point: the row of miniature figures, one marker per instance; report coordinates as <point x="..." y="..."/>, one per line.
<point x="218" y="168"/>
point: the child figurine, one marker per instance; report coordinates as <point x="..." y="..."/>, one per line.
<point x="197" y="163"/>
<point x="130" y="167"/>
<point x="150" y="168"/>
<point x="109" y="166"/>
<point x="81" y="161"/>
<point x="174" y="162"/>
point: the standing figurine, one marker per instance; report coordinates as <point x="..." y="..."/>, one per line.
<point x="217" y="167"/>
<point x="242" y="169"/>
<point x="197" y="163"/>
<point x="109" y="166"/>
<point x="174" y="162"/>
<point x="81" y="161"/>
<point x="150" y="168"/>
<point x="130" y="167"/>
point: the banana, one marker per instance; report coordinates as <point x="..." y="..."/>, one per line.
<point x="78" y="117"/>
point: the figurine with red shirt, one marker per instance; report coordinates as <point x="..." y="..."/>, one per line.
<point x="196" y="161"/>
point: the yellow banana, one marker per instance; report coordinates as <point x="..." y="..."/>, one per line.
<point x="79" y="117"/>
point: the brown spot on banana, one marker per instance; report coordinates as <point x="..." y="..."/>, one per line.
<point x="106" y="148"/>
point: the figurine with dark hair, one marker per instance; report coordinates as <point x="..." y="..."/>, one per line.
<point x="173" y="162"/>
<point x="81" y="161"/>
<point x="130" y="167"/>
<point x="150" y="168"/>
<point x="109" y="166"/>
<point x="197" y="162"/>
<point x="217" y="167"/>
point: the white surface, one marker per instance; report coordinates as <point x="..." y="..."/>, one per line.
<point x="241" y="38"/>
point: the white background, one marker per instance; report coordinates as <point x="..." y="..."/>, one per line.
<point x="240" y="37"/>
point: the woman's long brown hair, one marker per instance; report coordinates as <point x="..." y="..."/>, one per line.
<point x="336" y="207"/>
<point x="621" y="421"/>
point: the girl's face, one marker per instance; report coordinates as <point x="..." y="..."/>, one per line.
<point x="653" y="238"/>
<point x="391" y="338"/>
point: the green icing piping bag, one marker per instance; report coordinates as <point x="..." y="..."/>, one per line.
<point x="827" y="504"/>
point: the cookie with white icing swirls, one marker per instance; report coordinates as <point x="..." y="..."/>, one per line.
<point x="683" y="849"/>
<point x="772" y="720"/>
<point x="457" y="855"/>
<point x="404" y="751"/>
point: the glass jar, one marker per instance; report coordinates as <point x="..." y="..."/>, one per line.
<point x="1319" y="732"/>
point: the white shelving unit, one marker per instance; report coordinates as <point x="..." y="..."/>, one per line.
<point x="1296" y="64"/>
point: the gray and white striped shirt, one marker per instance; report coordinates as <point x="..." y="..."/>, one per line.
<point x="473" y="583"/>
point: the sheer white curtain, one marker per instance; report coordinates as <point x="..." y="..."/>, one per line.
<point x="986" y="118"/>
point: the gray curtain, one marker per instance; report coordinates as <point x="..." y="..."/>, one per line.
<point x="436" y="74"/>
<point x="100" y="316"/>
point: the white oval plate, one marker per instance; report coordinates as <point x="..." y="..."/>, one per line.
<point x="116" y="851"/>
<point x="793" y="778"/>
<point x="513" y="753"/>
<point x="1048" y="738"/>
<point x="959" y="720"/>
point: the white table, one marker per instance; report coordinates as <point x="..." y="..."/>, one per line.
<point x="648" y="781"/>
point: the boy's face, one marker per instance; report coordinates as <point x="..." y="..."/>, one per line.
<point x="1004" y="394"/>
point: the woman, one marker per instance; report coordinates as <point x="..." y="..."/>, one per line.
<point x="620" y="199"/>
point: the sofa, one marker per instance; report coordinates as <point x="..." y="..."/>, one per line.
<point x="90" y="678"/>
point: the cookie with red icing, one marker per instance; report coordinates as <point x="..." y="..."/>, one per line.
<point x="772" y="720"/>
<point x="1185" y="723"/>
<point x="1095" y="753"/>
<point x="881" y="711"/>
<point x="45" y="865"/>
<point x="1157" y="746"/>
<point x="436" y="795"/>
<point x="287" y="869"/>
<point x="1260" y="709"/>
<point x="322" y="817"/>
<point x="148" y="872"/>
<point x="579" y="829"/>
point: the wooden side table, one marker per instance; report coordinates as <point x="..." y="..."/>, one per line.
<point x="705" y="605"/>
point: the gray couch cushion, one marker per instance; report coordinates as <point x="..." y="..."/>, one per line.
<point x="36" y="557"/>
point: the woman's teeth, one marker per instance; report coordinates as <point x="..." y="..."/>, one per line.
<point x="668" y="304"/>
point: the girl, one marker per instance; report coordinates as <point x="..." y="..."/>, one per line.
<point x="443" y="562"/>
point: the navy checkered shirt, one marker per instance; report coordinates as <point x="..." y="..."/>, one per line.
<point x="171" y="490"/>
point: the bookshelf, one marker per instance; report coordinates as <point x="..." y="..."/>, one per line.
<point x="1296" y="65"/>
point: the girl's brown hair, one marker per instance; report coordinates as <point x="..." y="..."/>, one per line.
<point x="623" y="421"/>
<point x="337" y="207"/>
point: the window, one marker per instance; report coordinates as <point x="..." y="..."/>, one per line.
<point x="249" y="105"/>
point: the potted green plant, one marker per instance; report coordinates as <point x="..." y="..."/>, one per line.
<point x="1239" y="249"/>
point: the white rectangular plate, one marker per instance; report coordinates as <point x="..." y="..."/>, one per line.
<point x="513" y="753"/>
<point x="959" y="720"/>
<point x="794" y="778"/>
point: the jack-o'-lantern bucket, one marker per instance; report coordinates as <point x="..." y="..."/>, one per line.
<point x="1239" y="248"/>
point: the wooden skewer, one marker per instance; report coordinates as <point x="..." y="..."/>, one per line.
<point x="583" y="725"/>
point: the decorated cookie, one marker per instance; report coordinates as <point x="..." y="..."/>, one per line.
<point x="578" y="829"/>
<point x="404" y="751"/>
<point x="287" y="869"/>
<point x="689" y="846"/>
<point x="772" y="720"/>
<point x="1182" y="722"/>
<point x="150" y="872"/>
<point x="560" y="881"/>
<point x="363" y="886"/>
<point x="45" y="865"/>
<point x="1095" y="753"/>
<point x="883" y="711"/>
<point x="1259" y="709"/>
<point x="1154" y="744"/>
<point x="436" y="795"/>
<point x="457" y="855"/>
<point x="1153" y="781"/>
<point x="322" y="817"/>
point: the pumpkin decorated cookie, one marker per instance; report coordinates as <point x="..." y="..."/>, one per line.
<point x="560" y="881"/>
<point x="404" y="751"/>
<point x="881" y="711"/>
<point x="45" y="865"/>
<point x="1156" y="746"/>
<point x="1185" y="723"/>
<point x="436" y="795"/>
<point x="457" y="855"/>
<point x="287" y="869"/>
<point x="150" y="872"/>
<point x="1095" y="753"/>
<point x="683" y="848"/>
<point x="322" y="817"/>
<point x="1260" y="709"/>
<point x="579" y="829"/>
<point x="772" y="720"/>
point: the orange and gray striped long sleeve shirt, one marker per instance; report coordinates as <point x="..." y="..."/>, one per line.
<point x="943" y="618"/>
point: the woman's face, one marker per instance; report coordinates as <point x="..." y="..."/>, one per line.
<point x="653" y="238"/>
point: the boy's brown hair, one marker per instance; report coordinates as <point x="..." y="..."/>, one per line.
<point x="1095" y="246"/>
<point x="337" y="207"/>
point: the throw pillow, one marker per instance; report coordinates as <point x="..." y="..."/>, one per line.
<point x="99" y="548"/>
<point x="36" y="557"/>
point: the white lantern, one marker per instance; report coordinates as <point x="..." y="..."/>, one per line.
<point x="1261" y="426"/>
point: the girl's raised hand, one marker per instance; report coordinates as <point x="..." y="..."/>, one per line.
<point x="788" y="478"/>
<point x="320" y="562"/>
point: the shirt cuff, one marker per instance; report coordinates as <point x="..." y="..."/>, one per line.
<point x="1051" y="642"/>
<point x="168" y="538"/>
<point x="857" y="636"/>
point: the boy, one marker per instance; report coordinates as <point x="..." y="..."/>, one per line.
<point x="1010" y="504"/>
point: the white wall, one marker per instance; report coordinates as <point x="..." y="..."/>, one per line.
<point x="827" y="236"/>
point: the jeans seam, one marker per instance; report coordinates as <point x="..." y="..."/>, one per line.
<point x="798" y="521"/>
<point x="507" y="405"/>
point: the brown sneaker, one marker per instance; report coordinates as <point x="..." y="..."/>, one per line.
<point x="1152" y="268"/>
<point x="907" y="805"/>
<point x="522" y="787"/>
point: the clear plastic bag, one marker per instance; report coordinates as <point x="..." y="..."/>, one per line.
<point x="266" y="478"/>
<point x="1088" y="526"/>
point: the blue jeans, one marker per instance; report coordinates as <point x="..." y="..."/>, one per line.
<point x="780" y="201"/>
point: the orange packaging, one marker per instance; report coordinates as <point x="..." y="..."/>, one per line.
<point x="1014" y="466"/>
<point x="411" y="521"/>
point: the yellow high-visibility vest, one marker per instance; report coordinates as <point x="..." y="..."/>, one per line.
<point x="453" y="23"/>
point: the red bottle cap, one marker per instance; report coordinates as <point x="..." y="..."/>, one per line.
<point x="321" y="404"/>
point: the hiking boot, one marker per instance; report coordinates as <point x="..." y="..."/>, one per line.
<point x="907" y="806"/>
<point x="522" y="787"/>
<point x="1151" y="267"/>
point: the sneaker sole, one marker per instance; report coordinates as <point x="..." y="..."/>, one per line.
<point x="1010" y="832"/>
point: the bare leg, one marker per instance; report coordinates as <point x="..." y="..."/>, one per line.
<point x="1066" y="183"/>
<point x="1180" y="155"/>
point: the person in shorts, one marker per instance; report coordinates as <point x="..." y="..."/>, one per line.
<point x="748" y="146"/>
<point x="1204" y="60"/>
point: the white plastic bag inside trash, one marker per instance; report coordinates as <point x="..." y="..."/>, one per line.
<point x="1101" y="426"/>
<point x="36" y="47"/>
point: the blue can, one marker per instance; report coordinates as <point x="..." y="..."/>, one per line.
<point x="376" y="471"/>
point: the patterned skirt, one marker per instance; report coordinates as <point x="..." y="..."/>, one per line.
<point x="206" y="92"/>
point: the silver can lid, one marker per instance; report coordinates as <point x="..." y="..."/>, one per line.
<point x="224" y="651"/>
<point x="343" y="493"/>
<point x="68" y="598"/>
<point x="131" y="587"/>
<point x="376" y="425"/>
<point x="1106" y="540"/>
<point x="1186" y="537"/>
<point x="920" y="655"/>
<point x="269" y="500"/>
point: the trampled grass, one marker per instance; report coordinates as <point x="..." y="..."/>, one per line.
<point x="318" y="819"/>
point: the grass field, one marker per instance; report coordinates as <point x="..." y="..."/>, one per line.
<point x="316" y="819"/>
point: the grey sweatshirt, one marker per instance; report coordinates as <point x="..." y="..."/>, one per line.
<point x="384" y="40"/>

◆ YOUR TASK ◆
Return precisely the lines of the records, starting with the line that holds "point: the red" and ending with the last one.

◆ WORKED SOLUTION ◆
point: the red bottle cap, one marker per instance; report coordinates as <point x="..." y="..."/>, one per line.
<point x="321" y="404"/>
point: the hiking boot, one marker per instance; report coordinates as <point x="..." y="..."/>, one per line.
<point x="907" y="806"/>
<point x="522" y="787"/>
<point x="1151" y="267"/>
point: the sneaker sole, one marker per instance; report coordinates as <point x="..." y="..."/>, one per line.
<point x="1010" y="832"/>
point: the bare leg, one marker per instance; report coordinates as <point x="..." y="..."/>, one per line.
<point x="1066" y="183"/>
<point x="1180" y="155"/>
point: the person in shorts, one marker per instance; report coordinates as <point x="..." y="..."/>, one per line.
<point x="748" y="146"/>
<point x="1204" y="60"/>
point: the white plastic bag inside trash, one marker per instance; report coordinates as <point x="..." y="..."/>, one per line.
<point x="1101" y="426"/>
<point x="36" y="47"/>
point: the blue can, one marker per instance; report coordinates as <point x="..." y="..."/>, one per line.
<point x="376" y="471"/>
point: the patterned skirt, one marker per instance; report coordinates as <point x="..." y="..."/>, one per line.
<point x="206" y="92"/>
point: the silver can lid, one marker per instance; report coordinates as <point x="..." y="..."/>, one per line.
<point x="224" y="651"/>
<point x="343" y="493"/>
<point x="68" y="598"/>
<point x="131" y="587"/>
<point x="376" y="425"/>
<point x="1106" y="540"/>
<point x="1186" y="537"/>
<point x="920" y="655"/>
<point x="269" y="500"/>
point: the trampled grass, one marker per instance; report coordinates as <point x="..." y="..."/>, one per line.
<point x="318" y="819"/>
point: the grass field, one marker per instance; report coordinates as <point x="..." y="..."/>, one per line.
<point x="316" y="819"/>
point: the grey sweatshirt, one marker per instance; report coordinates as <point x="..." y="..."/>, one per line.
<point x="384" y="40"/>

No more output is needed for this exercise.